══ EXCERPTED TEXT ══
Europe

MI5 boss: We face a ‘nasty mix’ of terrorism and state-backed hostilities

Russia poses the biggest state-based threat to the UK but China is the growing long-term challenge, the new head of MI5 has said, describing Moscow as delivering “bursts of bad weather” while Beijing is “changing the climate”.

Ken McCallum said MI5 is looking to increase its work to counter Chinese activities in a carefully prioritised way.

He noted that hostile states are no longer just focused on stealing secrets and spying, but also targeting the UK’s democracy, its economy and infrastructure.

“On state-backed hostile activity, I think we are looking at two lines that are going to cross,” Mr McCallum said in his first public comments as director general of the Security Service.

“If the question is – which countries’ intelligence services cause the most aggravation to the UK in October 2020 the answer is Russia,” he said, speaking at the Home Office in London.

“If on the other hand the question is which state will be shaping our world across the next decade, presenting big opportunities and big challenges for the UK the answer is China. You might think in terms of the Russian intelligence services providing bursts of bad weather, while China is changing the climate.”

Mr McCallum also talked about the threat from terrorism, which remains MI5’s largest task, including a growing threat from right wing extremism.
═══
## REQUIRED TASKS
**A.** According to the MI5 article, where was Ken McCallum speaking when he made his first public comments as director general?
**B.** The MI5 article says hostile states now go beyond stealing secrets and spying. List every UK target it names for them.
The data after this article is separate material.
══ RECORDED DATA ══
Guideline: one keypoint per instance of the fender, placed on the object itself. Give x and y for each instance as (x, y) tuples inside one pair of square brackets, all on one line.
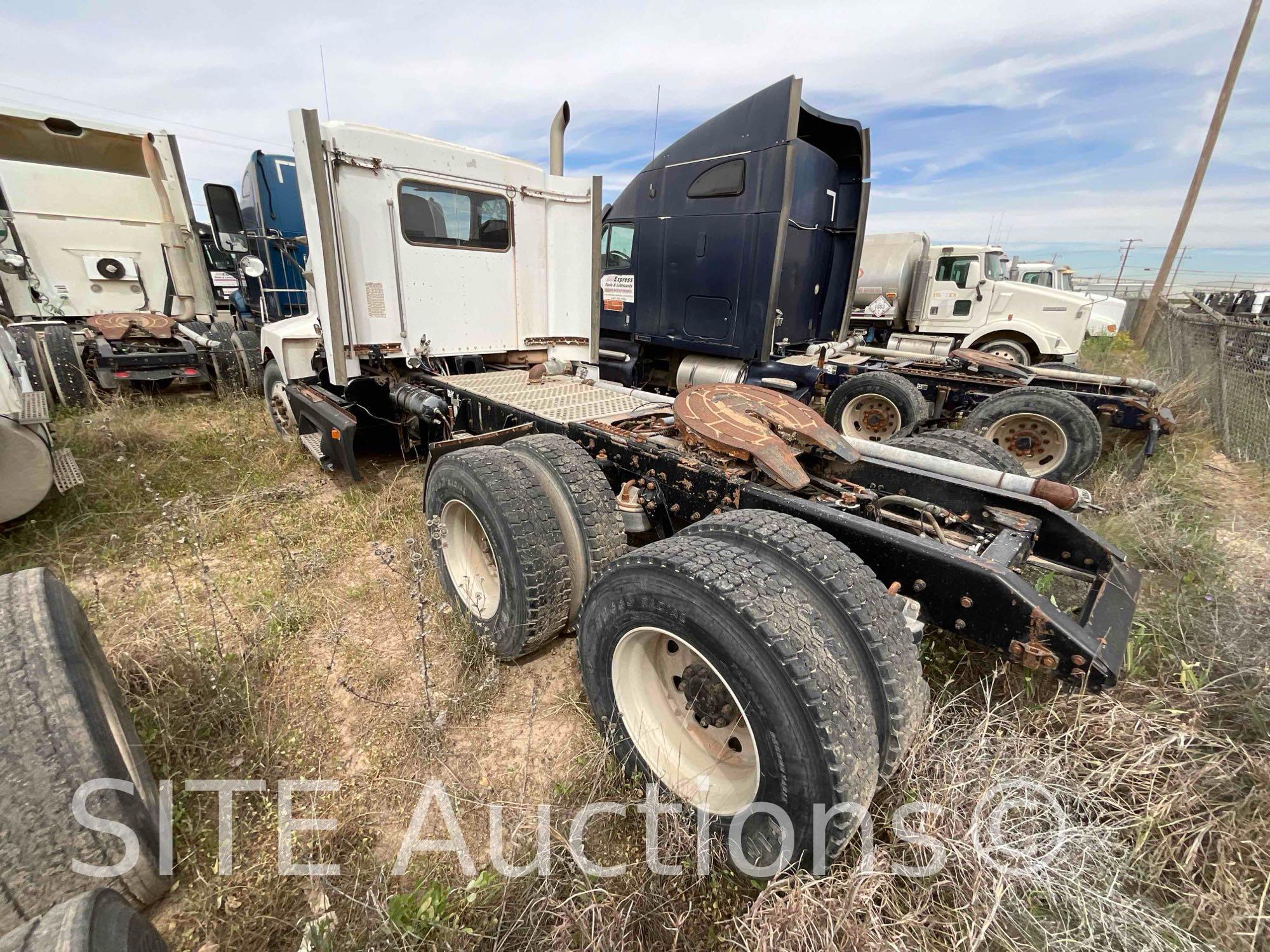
[(293, 343), (1045, 343)]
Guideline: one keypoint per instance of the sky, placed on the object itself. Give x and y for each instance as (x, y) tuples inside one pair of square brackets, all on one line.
[(1059, 130)]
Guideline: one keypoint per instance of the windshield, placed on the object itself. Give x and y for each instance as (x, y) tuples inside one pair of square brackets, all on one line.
[(217, 260)]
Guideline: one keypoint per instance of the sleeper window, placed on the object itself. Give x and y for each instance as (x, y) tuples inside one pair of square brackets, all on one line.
[(454, 218), (723, 180)]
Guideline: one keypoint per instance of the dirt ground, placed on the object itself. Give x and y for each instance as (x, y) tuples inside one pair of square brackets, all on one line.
[(270, 621)]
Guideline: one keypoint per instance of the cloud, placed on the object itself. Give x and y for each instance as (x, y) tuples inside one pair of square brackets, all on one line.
[(1078, 125)]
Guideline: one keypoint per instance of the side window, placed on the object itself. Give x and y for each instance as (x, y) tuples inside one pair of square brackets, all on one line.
[(617, 244), (723, 180), (454, 218), (954, 268)]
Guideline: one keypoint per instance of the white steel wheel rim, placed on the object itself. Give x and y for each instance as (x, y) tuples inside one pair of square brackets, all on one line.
[(1009, 352), (471, 560), (871, 417), (711, 769), (1036, 441), (280, 408)]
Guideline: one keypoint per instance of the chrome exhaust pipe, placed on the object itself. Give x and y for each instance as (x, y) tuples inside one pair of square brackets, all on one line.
[(558, 124)]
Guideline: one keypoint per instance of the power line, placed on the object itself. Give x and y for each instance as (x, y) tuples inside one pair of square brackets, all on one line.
[(1125, 257)]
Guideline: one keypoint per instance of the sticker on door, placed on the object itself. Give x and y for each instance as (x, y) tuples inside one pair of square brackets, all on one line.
[(618, 290)]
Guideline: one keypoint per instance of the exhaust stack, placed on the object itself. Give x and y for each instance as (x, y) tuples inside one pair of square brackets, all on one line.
[(558, 124)]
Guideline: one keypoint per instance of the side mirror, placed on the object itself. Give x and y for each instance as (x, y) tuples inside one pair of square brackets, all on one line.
[(252, 266), (227, 219)]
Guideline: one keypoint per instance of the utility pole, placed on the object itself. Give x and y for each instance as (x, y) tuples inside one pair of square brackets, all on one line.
[(1170, 293), (1125, 257), (1215, 129)]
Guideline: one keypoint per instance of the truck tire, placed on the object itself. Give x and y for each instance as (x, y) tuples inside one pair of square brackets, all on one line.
[(868, 621), (987, 453), (29, 350), (63, 724), (584, 503), (1052, 433), (277, 406), (228, 379), (876, 407), (699, 624), (95, 922), (498, 548), (1009, 348), (247, 355), (67, 367), (1061, 366)]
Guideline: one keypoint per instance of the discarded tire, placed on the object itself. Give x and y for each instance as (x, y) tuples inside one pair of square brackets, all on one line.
[(247, 355), (63, 724), (868, 623), (95, 922), (498, 548), (985, 450), (584, 503), (1050, 432), (225, 365), (708, 671), (67, 369), (876, 407)]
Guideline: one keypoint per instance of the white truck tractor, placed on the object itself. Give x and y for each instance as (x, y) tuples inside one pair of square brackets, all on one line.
[(1108, 313), (915, 298), (104, 280), (30, 466)]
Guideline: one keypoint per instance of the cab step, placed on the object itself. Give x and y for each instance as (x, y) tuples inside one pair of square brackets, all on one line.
[(67, 473)]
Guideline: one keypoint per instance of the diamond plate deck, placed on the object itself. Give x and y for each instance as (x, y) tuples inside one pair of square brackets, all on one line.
[(67, 473), (35, 408), (561, 399), (313, 444)]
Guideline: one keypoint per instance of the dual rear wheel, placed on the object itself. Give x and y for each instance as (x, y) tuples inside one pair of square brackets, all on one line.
[(751, 661)]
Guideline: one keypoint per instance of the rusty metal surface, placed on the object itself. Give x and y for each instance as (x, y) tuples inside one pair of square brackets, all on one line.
[(114, 327), (754, 423)]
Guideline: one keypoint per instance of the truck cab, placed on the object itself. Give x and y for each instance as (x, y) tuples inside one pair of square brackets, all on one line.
[(1108, 313), (918, 296)]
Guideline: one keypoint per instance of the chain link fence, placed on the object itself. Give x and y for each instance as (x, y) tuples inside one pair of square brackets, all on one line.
[(1230, 361)]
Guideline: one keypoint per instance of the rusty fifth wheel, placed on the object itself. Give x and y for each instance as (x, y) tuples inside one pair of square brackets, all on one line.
[(708, 670), (1050, 432), (876, 407)]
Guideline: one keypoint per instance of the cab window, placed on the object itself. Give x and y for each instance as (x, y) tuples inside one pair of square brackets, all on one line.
[(954, 268), (617, 244)]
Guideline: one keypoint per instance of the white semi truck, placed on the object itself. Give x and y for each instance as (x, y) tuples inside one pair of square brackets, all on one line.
[(914, 296), (759, 645), (102, 275), (1108, 313)]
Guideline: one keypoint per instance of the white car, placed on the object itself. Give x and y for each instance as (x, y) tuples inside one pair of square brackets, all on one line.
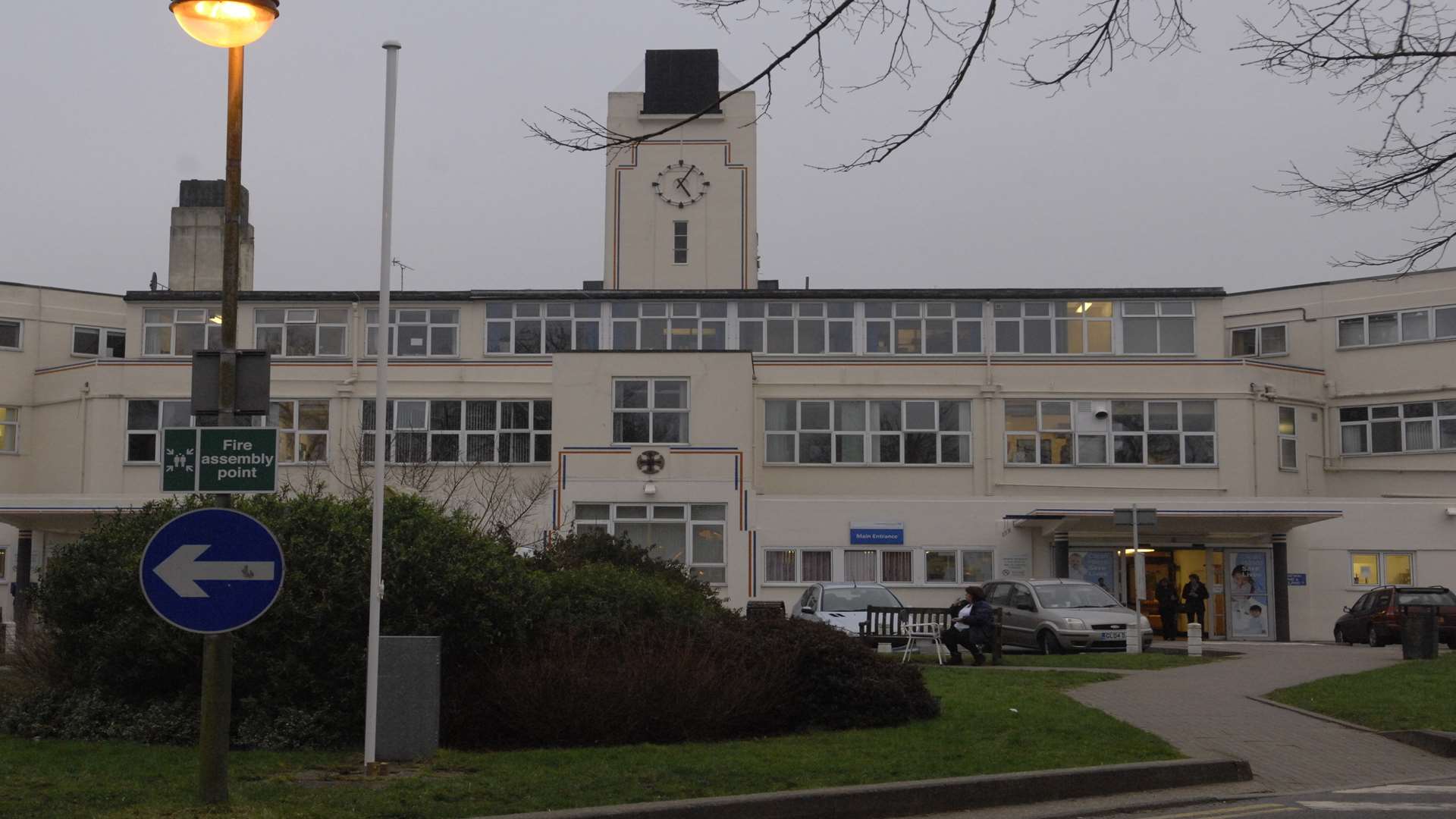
[(843, 605)]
═══
## ANSWERS TO THE TASKS
**A.** At the Home Office in London.

**B.** The UK's democracy, its economy, and its infrastructure.